> CONSIGNE A: D'après l'extrait fourni, sur quel agrès Gaël Santisteva se produisait-il autrefois comme acrobate ?
***** EXTRAIT FOURNI
Voilà bien un spectacle que Michel Polnareff n’aurait jamais mis en scène (hélas), lui qui déclarait en 2014 : « Oui, le cheminement artistique est parfois difficile. Mais on est comme les trapézistes du Cirque d’Hiver : on n’est pas là pour montrer qu’on a transpiré pendant des heures, on est là pour montrer que c’est facile. » Gaël Santisteva, ancien acrobate à la balançoire russe, jeune quarantenaire aujourd’hui féru de danse, a opté pour le postulat exactement inverse. En rêvant sa vraie-fausse conférence titrée Talk Show, il a voulu un spectacle quasiment sans acte de cirque, qui œuvre à dévoiler tout ce qui forme l’envers du décor d’une vie professionnelle. Et n’en déplaise à notre ami Polnareff, le résultat est génial.
Audacieux, joyeusement impertinent, Gaël Santisteva a eu « envie d’ouvrir une brèche dans le cirque performatif », comme il l’expliquait dans nos colonnes (1). À la façon d’un vrai talk show, tandis qu’il prend place en bord de scène d’où il assure une part de la régie et le jeu de l’intervieweur, il assied quatre témoins de choix sur des chaises banales et les armes d’un micro. Tout fait farine au moulin de ses questions, parfois piochées dans le hasard d’un sachet : usure, blessure, égo, entraînements, passion, ras-le-bol et même – la chaleur monte – sexe et drogue et rock’n’roll.
**********
> CONSIGNE B: Recopiez à l'identique les lignes du listing ci-dessous, de celle qui contient « the green bollard » jusqu'à celle qui contient « pixel 143 141 », ces deux lignes comprises.
***** LISTING SOURCE
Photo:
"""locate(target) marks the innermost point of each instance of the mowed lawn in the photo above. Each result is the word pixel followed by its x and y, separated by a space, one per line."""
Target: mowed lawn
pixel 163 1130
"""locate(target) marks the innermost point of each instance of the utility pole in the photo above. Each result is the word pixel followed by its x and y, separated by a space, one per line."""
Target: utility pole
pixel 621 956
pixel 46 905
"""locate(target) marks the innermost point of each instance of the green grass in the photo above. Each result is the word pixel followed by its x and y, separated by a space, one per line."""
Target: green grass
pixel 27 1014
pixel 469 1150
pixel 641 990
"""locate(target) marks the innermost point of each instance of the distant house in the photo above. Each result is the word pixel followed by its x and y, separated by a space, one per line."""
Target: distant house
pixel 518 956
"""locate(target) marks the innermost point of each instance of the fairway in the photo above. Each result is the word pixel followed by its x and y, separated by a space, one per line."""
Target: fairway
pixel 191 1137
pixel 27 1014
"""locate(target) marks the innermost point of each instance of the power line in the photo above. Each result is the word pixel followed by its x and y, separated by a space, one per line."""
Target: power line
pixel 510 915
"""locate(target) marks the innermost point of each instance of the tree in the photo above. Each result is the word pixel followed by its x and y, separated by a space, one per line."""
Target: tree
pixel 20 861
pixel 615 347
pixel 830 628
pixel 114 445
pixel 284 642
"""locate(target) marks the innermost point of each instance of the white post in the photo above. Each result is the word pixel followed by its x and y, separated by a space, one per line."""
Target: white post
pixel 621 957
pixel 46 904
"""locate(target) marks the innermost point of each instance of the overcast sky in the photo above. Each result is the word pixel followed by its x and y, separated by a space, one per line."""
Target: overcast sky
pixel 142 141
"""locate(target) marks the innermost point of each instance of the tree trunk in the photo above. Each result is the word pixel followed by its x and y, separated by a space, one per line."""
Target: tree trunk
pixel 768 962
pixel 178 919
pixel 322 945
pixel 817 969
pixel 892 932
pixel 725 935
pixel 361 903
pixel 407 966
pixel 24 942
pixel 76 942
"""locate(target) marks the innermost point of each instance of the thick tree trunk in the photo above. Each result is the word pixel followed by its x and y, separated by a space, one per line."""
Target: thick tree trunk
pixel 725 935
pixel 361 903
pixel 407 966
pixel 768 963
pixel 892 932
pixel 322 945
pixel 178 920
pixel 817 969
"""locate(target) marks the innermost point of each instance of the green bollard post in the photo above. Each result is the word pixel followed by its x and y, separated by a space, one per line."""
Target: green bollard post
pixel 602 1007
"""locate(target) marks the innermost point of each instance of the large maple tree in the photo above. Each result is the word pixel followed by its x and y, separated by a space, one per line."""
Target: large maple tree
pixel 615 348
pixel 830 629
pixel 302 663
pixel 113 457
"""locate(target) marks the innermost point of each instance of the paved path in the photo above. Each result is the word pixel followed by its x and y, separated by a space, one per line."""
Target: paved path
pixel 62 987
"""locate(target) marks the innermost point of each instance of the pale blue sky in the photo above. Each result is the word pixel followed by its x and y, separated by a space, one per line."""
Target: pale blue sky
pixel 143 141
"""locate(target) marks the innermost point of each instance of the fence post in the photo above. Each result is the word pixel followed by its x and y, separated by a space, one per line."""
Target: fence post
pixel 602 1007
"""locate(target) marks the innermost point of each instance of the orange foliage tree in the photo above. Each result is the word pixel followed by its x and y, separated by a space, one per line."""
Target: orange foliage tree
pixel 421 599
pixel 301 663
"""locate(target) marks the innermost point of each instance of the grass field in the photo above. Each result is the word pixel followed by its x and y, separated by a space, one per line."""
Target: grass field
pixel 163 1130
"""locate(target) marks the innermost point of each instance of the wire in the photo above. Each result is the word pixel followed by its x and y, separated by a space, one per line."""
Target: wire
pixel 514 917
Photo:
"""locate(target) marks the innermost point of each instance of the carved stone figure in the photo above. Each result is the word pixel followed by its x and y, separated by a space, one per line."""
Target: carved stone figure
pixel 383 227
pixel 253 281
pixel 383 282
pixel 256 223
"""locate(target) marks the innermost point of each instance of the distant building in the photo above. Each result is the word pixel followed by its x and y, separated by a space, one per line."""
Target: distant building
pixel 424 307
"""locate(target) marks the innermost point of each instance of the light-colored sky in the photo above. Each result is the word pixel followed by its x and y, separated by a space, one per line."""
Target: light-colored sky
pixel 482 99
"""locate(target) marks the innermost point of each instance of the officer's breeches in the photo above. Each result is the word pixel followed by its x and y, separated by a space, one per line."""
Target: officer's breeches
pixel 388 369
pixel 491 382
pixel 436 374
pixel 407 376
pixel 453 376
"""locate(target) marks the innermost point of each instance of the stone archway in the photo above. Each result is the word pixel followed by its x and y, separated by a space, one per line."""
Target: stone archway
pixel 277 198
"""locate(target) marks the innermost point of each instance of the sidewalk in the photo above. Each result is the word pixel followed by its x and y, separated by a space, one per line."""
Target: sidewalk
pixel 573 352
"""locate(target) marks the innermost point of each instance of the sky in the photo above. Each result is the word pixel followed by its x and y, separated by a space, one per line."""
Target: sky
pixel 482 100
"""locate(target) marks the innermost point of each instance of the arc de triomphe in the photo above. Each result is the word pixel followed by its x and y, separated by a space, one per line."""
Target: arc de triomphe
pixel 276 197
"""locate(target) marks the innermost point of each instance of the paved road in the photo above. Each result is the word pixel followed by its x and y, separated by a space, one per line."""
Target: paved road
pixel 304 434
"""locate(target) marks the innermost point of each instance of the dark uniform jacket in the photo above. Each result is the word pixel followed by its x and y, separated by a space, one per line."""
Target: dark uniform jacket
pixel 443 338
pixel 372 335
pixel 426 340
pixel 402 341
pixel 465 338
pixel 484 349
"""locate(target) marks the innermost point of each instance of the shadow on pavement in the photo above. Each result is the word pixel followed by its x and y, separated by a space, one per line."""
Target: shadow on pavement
**********
> RÉPONSE A: Sur la balançoire russe.

> RÉPONSE B:
"""locate(target) marks the innermost point of each instance of the green bollard post in the photo above. Each result is the word pixel followed by its x and y, separated by a space, one per line."""
Target: green bollard post
pixel 602 1007
"""locate(target) marks the innermost point of each instance of the large maple tree in the photo above. Each result is the word pixel followed by its x and y, separated by a space, one per line."""
Target: large maple tree
pixel 615 348
pixel 830 629
pixel 302 663
pixel 113 457
"""locate(target) marks the innermost point of each instance of the paved path in the photo above. Each result is the word pixel followed by its x and y, separated by a space, one per line."""
Target: paved path
pixel 62 987
"""locate(target) marks the innermost point of each instance of the pale blue sky in the photo above. Each result is the word pixel followed by its x and y, separated by a space, one per line."""
Target: pale blue sky
pixel 143 141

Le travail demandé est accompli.